## Challenge
Return every line of the data below that contains the string "medallion", matching case exactly.

## Information provided
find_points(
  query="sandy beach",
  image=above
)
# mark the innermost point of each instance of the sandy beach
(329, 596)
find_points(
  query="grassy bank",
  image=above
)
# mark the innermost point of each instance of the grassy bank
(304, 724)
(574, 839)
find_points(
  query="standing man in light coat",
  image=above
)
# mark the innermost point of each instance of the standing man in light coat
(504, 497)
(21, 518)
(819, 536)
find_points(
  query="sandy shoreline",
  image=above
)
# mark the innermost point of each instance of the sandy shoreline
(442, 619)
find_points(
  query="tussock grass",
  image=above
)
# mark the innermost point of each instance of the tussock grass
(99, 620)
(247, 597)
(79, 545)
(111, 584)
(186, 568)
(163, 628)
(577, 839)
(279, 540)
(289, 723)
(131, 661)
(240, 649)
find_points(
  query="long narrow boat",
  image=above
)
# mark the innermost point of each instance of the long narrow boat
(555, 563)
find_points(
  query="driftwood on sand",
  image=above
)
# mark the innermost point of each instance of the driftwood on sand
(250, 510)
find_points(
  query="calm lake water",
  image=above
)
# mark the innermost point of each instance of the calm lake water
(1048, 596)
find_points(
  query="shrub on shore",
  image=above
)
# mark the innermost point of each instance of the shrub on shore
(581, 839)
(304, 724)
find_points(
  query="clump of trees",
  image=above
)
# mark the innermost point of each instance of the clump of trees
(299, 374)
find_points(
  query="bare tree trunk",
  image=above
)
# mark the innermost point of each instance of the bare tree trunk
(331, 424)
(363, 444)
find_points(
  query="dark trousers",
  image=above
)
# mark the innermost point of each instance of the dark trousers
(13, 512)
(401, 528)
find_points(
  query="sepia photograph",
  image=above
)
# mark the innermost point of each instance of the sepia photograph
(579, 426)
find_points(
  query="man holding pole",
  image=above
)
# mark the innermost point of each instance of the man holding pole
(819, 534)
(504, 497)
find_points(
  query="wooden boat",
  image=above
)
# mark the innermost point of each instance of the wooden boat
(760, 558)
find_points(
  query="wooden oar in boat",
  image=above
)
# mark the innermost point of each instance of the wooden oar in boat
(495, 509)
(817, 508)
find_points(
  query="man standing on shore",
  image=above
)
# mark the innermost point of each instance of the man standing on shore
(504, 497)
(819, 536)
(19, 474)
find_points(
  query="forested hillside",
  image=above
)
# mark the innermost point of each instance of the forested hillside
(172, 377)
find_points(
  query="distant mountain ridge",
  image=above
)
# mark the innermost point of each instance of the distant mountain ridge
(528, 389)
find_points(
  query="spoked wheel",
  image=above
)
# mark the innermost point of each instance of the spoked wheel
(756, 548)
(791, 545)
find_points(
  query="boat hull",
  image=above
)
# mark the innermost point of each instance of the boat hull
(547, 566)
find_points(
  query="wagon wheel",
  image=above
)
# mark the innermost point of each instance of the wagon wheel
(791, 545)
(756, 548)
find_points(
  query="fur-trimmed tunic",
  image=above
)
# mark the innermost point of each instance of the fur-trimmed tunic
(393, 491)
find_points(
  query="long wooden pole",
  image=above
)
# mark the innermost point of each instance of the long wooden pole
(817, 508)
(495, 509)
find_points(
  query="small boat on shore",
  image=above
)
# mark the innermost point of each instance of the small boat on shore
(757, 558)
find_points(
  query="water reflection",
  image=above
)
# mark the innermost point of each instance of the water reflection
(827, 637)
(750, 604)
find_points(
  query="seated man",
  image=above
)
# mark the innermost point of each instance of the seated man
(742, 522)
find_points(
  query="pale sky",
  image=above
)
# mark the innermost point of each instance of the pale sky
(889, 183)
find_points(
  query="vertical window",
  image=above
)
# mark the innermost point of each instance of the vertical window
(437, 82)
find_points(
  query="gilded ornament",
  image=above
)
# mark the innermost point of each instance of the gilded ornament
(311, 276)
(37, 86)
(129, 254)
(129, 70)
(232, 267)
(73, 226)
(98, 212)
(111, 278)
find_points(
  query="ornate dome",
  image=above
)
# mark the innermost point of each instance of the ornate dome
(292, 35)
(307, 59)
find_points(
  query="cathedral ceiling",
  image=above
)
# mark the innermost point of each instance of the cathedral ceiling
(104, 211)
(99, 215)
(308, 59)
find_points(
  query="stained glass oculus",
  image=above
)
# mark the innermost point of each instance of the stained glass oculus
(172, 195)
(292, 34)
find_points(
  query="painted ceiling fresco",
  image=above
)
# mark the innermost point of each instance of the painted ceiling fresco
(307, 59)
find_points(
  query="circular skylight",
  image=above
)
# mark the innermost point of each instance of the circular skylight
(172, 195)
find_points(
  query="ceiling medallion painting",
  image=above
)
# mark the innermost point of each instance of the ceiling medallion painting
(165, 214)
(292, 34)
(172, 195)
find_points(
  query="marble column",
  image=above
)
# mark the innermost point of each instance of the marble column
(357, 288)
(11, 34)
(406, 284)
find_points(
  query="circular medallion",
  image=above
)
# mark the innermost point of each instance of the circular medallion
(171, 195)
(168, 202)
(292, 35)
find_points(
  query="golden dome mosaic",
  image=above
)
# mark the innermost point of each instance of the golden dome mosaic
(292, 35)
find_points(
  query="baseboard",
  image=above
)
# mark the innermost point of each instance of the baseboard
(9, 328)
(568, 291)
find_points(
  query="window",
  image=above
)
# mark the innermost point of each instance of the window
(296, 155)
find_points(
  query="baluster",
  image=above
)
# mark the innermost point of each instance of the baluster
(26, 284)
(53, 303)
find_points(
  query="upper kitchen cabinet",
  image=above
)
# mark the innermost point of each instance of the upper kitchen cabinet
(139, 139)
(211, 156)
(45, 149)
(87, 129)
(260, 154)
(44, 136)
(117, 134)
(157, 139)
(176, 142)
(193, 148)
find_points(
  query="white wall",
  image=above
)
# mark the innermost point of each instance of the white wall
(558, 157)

## Result
  query="ceiling medallion painting",
# mark the innermost point of each instance of the ceiling medallion painting
  query="circular medallion",
# mark the innermost point of each instance of the circular medallion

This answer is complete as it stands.